* Source records:

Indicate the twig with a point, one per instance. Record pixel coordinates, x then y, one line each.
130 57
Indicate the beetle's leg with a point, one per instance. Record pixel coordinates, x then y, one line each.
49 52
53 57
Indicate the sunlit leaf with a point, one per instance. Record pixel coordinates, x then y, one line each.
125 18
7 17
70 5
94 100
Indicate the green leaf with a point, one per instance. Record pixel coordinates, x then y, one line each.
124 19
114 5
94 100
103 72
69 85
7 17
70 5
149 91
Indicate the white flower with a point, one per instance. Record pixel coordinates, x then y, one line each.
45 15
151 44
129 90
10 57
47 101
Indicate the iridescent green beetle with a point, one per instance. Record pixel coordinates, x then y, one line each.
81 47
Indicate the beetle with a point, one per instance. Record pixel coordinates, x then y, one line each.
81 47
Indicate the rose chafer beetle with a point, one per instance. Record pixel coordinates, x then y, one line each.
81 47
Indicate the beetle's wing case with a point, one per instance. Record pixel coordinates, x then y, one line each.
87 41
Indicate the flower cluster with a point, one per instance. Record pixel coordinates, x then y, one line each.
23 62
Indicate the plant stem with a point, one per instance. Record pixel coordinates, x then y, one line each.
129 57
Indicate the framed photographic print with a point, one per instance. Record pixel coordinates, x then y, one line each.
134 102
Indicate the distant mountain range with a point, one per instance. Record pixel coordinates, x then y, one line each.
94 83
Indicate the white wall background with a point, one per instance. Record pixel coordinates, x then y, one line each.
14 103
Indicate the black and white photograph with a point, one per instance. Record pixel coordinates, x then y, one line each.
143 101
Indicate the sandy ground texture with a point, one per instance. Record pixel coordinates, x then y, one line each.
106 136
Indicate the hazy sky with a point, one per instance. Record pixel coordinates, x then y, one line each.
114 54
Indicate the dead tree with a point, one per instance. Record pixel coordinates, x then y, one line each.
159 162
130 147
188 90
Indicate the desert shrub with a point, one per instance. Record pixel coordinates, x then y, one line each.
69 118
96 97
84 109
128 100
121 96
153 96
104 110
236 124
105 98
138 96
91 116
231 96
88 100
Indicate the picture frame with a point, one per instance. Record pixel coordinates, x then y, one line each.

* Work to complete: Put every line of the records above into a Markdown table with the columns Row and Line. Number the lines in order and leave out any blank ones.

* The answer:
| Row | Line |
|---|---|
| 1 | Indicate the twig with a point, one per instance. Record pixel coordinates, x then y, one line each. |
| 2 | 130 57 |
| 3 | Indicate the beetle's leg with a point, one per instance. Record pixel coordinates, x then y, one line each. |
| 4 | 49 52 |
| 5 | 53 57 |
| 6 | Indicate the sunlit leaf with a point, one per instance. Record pixel coordinates, x then y, one line each. |
| 7 | 125 18 |
| 8 | 7 17 |
| 9 | 70 5 |
| 10 | 94 100 |
| 11 | Indicate the green leaf with a point, one per instance. Record pixel coordinates, x then y, one line each. |
| 12 | 124 19 |
| 13 | 114 5 |
| 14 | 94 100 |
| 15 | 103 72 |
| 16 | 69 85 |
| 17 | 7 17 |
| 18 | 70 5 |
| 19 | 149 91 |
| 20 | Indicate the white flower with a point, one per instance. Record pixel coordinates, x then y, one line each. |
| 21 | 45 15 |
| 22 | 151 44 |
| 23 | 129 90 |
| 24 | 10 57 |
| 25 | 47 101 |
| 26 | Indicate the iridescent green beetle with a point, one per instance. Record pixel coordinates, x then y, one line each. |
| 27 | 81 47 |
| 28 | Indicate the beetle with a point, one per instance. Record pixel coordinates, x then y, one line each. |
| 29 | 81 47 |
| 30 | Indicate the rose chafer beetle with a point, one per instance. Record pixel coordinates, x then y, one line each. |
| 31 | 81 47 |
| 32 | Indicate the beetle's wing case with a point, one per instance. Record pixel coordinates, x then y, one line each. |
| 33 | 87 41 |
| 34 | Indicate the flower cluster with a point, one per instance. Record pixel coordinates, x then y, one line each. |
| 35 | 23 62 |
| 36 | Indicate the plant stem with a point, one per instance. Record pixel coordinates, x then y, one line each. |
| 37 | 129 57 |
| 38 | Indicate the framed photographic print with a point, one per instance. Record pixel coordinates, x then y, one line each. |
| 39 | 134 102 |
| 40 | Indicate the distant mountain range with a point, one per instance. Record pixel coordinates, x then y, one line each. |
| 41 | 94 83 |
| 42 | Indicate the white wall background with a point, one per instance. Record pixel coordinates, x then y, one line each. |
| 43 | 14 103 |
| 44 | Indicate the black and white photograph with a point, one per instance. Record pixel coordinates, x then y, one line each. |
| 45 | 143 101 |
| 46 | Indicate the sandy ground texture with a point, one per instance. Record pixel coordinates, x then y, one line each. |
| 47 | 106 136 |
| 48 | Indicate the hazy sky with a point, one per instance. Record pixel coordinates, x then y, one line each. |
| 49 | 114 54 |
| 50 | Indicate the dead tree with a point, one per instance. Record pixel coordinates, x then y, one line each. |
| 51 | 159 162 |
| 52 | 130 147 |
| 53 | 188 90 |
| 54 | Indicate the desert shrub with a point, one per instance. Record pixel coordinates, x then y, one line each. |
| 55 | 69 118 |
| 56 | 96 97 |
| 57 | 84 109 |
| 58 | 128 100 |
| 59 | 121 96 |
| 60 | 153 96 |
| 61 | 104 110 |
| 62 | 236 124 |
| 63 | 105 98 |
| 64 | 138 96 |
| 65 | 91 116 |
| 66 | 231 96 |
| 67 | 88 100 |
| 68 | Indicate the picture frame with a point, one per instance. Record pixel coordinates, x then y, one line each. |